* [Verilen görev]: Aşağıdaki Yargıtay kararında iki nokta üst üste ile verilen her başlığı, yanındaki bilgiyle birlikte listele.

____ Belge metni

Abaküs Yazılım
19. Hukuk Dairesi
Esas No: 2018/2610
Karar No: 2019/5059
Karar Tarihi: 11.11.2019

Yargıtay 19. Hukuk Dairesi 2018/2610 Esas 2019/5059 Karar Sayılı İlamı

19. Hukuk Dairesi         2018/2610 E.  ,  2019/5059 K.

    "İçtihat Metni"

    MAHKEMESİ :Ticaret Mahkemesi

    Taraflar arasındaki itirazın iptali davasının bozmaya uyularak yapılan yargılaması sonunda, ilamda yazılı nedenlerden dolayı davanın kabulüne yönelik olarak verilen hükmün süresi içinde davalılar vekilince temyiz edilmesi üzerine dosya incelendi, gereği görüşülüp düşünüldü.
    - K A R A R -
    Davacı vekili, davacı şirket ile davalı ... Ürünleri San. ve Tic. Ltd. Şti. arasında factoring sözleşmesi imzaladığını, diğer davalıların sözleşmeyi müşterek borçlu müteselsil kefil sıfatıyla imzaladıklarını, factoring sözleşmesi uyarınca davalı şirketin yurtdışında bulunan dava dışı ... şirketi ile ticari alışverişine istinaden düzenlenmiş faturalarını temlik alıp kredilendirerek davalı şirkete ön ödemeler yaptığını, ihracat factoringinin işleyişi gereği davalının talebi doğrultusunda davalı şirkete, muhabir UBI Factoring (muhabir factor) aracılığıyla garanti ve tahsilat hizmeti sunulduğunu, bir kısım ödemelerden sonra dava dışı yurtdışı şirketin ödemeleri durdurması üzerine muhabir factor ile yapılan yazışmalarda davalı ile dava dışı şirket arasında takas talebi ve konsinye iddiası ile ticari ihtilaf çıktığının öğrenildiğini, tahsil edilemeyen fatura bedellerinin davalı ile imzalanan factoring sözleşmesi uyarınca davalıdan tahsili için başlatılan icra takibine davalının itiraz ettiğini ileri sürerek, itirazın iptaline ve icra inkar tazminatına karar verilmesini talep ve dava etmiştir.
    Davalılar vekili, dava dışı ... şirketi ile ticari ilişkilere ait tüm faturaları muhabir factor garantisi ile davacıya temlik ettiklerini, bu sebeple icra takibinin muhatabının ... şirketi ile muhabir factor olduğunu, ayrıca davacı ile imzaladıkları ihracat factoring sözleşmesinin gayrikabili rücu factoringi olduğunu ve buna göre faturaların ödenmeme riskinin davacıya ait olduğunu savunarak, davanın reddini talep etmiştir.

________
____ Sağlanan kayıtlar

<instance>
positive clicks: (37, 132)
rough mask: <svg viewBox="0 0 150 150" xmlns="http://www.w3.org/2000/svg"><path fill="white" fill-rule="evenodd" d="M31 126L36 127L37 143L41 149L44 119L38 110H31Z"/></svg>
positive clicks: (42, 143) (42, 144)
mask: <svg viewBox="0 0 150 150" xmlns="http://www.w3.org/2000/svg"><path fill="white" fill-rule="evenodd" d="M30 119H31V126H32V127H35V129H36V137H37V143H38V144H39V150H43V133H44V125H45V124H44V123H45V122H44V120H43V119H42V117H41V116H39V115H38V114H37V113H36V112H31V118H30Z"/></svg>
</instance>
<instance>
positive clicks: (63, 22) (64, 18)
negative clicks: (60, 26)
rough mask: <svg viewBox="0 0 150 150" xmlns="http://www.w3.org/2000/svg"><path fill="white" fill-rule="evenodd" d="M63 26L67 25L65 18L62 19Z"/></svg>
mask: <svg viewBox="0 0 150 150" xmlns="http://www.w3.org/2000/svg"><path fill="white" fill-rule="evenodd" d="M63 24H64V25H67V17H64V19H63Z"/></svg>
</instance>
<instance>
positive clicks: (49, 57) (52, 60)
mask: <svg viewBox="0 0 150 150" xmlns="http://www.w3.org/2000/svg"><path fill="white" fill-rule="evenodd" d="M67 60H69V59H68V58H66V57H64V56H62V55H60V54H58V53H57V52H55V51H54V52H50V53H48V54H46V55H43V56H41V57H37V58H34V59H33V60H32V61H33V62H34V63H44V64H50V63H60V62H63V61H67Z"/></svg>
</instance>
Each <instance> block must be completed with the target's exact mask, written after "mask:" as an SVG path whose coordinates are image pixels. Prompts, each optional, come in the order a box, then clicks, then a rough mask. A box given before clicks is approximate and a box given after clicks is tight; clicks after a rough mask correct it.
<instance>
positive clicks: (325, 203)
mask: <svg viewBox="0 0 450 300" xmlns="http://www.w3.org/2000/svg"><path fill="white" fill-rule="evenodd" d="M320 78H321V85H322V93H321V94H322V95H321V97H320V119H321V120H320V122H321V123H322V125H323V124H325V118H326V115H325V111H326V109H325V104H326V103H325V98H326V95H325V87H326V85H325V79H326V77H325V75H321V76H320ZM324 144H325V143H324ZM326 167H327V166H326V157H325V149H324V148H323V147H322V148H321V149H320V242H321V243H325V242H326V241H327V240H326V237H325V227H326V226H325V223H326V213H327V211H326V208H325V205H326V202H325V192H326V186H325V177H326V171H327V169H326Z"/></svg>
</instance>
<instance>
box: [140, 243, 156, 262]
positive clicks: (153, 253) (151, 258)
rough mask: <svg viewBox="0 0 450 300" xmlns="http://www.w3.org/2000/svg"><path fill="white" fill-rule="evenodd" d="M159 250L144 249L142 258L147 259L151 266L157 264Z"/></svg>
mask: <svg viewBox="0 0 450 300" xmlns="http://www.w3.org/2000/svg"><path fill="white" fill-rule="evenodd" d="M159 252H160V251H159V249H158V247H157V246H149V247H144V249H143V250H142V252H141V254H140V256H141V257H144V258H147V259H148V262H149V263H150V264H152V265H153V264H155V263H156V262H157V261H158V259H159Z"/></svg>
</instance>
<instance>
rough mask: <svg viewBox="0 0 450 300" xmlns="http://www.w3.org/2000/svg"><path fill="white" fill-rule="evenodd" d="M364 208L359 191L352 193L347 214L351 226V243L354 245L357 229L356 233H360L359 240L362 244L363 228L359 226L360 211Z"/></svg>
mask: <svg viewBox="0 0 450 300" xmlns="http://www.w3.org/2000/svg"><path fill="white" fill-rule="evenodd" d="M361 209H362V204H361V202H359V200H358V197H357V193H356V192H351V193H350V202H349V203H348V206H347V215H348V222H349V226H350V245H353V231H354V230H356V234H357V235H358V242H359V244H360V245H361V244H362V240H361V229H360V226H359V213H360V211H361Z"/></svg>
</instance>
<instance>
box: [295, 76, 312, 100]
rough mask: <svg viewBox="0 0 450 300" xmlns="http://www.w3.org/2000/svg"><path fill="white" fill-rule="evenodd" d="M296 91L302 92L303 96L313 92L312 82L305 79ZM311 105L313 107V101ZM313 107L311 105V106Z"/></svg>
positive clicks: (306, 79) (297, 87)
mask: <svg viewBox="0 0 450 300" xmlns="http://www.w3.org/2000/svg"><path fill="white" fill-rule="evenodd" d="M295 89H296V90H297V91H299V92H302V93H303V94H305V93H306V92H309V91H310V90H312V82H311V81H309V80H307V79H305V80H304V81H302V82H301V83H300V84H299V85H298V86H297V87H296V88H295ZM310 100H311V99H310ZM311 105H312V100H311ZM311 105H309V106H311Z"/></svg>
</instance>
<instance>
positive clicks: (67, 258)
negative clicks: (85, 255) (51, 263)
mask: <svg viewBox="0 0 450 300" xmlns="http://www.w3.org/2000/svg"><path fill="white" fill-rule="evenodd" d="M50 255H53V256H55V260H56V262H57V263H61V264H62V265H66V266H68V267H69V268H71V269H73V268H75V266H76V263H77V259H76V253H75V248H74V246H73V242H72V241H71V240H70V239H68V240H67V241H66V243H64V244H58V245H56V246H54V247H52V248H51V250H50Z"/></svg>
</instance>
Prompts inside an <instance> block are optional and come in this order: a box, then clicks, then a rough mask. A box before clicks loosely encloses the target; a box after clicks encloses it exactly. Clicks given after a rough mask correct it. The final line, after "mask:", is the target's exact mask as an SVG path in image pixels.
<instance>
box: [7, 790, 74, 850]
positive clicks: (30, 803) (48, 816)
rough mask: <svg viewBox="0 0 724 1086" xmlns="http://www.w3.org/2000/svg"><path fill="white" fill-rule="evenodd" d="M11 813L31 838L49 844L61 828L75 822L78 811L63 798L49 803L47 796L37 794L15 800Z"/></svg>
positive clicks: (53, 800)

________

* [Görevin çıktısı]:
- Esas No: 2018/2610
- Karar No: 2019/5059
- Karar Tarihi: 11.11.2019
- MAHKEMESİ: Ticaret Mahkemesi